Tareas del ejercicio |
• A. Responda con base en el fragmento sobre obesidad y cultura alimentaria mexicana:
(i) ¿Qué padecimientos acompañan a la epidemia de obesidad?
(ii) ¿En qué año la UNESCO distinguió la cultura alimentaria tradicional mexicana como patrimonio intangible de la humanidad?
(iii) ¿Hasta hace cuánto tiempo se disfrutaba el mestizaje de la cultura alimentaria mesoamericana con otras culturas?
• B. Enumere los tipos de satisfacciones que, según el fragmento sobre obesidad y cultura alimentaria mexicana, debe ofrecer la alimentación para una vida humana plena.
• C. Prosiga el texto sobre obesidad y cultura alimentaria mexicana a partir de su última oración.

Fragmento del documento |
----

La población, en general, sufre una grave epidemia de obesidad acompañada de diabetes tipo 2, hipertensión arterial, exceso de colesterol en la sangre y algunos tumores. En esta breve relación se esconden un grande y costoso sufrimiento humano, así como serios obstáculos para el desarrollo nacional. Es urgente abordar estos problemas partiendo de una verdadera soberanía alimentaria que se exprese en un sistema agroalimentario, una industria y un comercio acordes y que se dé lugar a una alimentación que ofrezca las satisfacciones sensoriales, emocionales, intelectuales, estéticas y socioculturales indispensables para la vida humana plena.
Nuestra sociedad cuenta con antecedentes envidiables como la cultura alimentaria tradicional mexicana, producto de milenios de desarrollo y experiencia que, por su historia y significado, la Organización de las Naciones Unidas para la Educación, la Ciencia y la Cultura (UNESCO, por sus siglas en inglés) distinguió, en 2010, como patrimonio intangible de la humanidad, notable por su riqueza, diversidad, equilibrio, atractivo sensorial y congruencia con la salud y la conservación del ambiente. Su base fue la cultura alimentaria mesoamericana con su gran diversidad —superior a la actual— y su exitoso mestizaje con la cultura mediterránea y árabe, e influencias africanas y asiáticas, que se disfrutaban hasta hace menos de 40 años.

----

Material proporcionado |
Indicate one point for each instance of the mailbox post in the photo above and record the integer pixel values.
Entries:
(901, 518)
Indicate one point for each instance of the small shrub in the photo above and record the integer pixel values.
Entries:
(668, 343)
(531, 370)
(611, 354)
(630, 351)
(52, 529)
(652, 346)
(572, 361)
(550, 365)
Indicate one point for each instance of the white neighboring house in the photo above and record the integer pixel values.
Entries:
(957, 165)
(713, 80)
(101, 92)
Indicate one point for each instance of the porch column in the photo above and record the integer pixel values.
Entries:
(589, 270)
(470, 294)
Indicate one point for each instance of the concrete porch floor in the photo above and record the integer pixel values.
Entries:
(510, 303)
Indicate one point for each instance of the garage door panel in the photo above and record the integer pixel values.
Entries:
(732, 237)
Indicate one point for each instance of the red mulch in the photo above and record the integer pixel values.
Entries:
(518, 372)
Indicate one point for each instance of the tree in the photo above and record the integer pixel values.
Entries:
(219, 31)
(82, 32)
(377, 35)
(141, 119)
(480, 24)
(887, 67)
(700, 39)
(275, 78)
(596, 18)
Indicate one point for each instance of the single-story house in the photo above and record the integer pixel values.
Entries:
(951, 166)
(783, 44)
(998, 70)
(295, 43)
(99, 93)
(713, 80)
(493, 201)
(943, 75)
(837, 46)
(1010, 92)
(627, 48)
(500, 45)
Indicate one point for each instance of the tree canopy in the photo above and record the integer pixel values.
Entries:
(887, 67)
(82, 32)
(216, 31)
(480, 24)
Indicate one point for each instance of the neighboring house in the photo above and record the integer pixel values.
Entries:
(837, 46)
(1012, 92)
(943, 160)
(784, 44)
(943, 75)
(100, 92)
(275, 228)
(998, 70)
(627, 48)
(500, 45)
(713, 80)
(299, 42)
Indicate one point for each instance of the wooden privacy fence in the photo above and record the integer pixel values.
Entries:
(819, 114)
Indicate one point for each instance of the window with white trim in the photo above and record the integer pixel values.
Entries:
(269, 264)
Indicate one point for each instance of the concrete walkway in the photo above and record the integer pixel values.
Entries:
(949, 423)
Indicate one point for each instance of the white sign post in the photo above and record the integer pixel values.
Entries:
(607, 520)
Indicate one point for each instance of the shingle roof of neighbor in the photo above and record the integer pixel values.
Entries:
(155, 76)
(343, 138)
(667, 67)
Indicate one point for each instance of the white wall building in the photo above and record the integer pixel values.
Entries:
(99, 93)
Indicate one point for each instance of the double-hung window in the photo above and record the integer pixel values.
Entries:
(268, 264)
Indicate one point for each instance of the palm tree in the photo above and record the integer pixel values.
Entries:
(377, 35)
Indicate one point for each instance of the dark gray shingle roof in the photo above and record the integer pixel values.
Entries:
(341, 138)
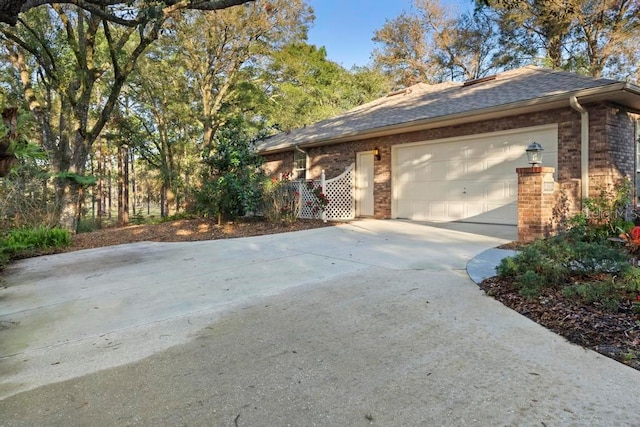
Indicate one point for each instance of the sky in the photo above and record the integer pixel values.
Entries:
(346, 27)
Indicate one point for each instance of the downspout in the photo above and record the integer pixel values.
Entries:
(584, 145)
(306, 154)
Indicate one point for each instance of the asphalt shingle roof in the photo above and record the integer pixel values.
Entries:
(424, 102)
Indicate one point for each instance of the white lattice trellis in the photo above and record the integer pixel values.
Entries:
(339, 191)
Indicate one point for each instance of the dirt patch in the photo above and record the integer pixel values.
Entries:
(615, 335)
(187, 230)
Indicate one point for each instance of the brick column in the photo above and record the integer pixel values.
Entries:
(536, 200)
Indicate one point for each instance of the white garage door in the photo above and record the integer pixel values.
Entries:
(466, 179)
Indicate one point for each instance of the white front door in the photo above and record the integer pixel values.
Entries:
(364, 184)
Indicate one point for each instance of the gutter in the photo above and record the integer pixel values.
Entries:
(584, 145)
(603, 93)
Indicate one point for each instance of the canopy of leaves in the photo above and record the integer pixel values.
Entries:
(112, 10)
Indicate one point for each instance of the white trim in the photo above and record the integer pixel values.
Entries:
(359, 156)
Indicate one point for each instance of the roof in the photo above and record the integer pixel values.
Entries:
(424, 106)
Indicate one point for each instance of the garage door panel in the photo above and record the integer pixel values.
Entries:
(472, 179)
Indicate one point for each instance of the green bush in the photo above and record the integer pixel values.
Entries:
(530, 284)
(606, 293)
(280, 200)
(36, 238)
(87, 225)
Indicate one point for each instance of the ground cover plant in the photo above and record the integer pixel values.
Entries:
(583, 284)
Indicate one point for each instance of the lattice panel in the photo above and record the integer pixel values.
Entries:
(339, 191)
(307, 200)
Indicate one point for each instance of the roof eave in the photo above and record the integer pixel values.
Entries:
(622, 93)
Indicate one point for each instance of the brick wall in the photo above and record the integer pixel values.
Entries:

----

Resultados por tarea |
• A.
(i) Diabetes tipo 2, hipertensión arterial, exceso de colesterol en la sangre y algunos tumores.
(ii) En 2010.
(iii) Hasta hace menos de 40 años.

• B. Sensoriales, emocionales, intelectuales, estéticas y socioculturales.

• C.
En esa época había las llamadas “enfermedades de la desigualdad”, como la desnutrición infantil y la anemia, pero la obesidad y las enfermedades crónicas derivadas eran poco frecuentes. La urbanización caótica, la mundialización y la creciente ocupación formal de la mujer que antes dirigía y orientaba la alimentación doméstica, así como los cambios desfavorables en la oferta y precios relativos de algunos alimentos y productos, iniciaron el modelo erróneo, fundamentalmente nórdico, de supuesta modernidad, con bases comerciales y no de salud, que ha llevado al deterioro alimentario y a la pérdida de diversidad que hoy se padece, generando actitudes que han barbarizado la alimentación y la proliferación de mitos y obsesiones alimentarias.
Otras de las características de este cambio fueron el aumento del comportamiento consumista, las presiones mercadotécnicas desenfrenadas, además de una publicidad intensa, fantasiosa y desorientadora que promueve, como mejores, las formas occidentales de alimentarse. Se redujo gravemente el consumo de nixtamal, frijol, verduras y frutas para dar lugar a una dieta desequilibrada y con diversidad decreciente, excedida en cantidad, azúcar, grasas saturadas y sodio, pobre en fibras y con menor capacidad de saciar el apetito.
Pese al descuido mostrado y la velocidad con que se pierde, México posee todavía una rica biodiversidad que, junto con lo que resta de la cultura “patrimonio inmaterial de la humanidad”, debería ser la base tanto de una excelente alimentación y salud, como de una dieta sustentable dentro de un sistema agroalimentario debidamente reestructurado con base en las necesidades reales y bien establecidas de la población, y no en modelos comerciales que buscan en primer término rentabilidad, los cuales se inclinan al desperdicio, además de ser poco sostenibles.
Se ha propuesto que la población vire a dietas vegetarianas, pero más que optar por regímenes vegetarianos estrictos, la recuperación debería basarse en la soberanía alimentaria e inspirarse en la cultura alimentaria tradicional mexicana.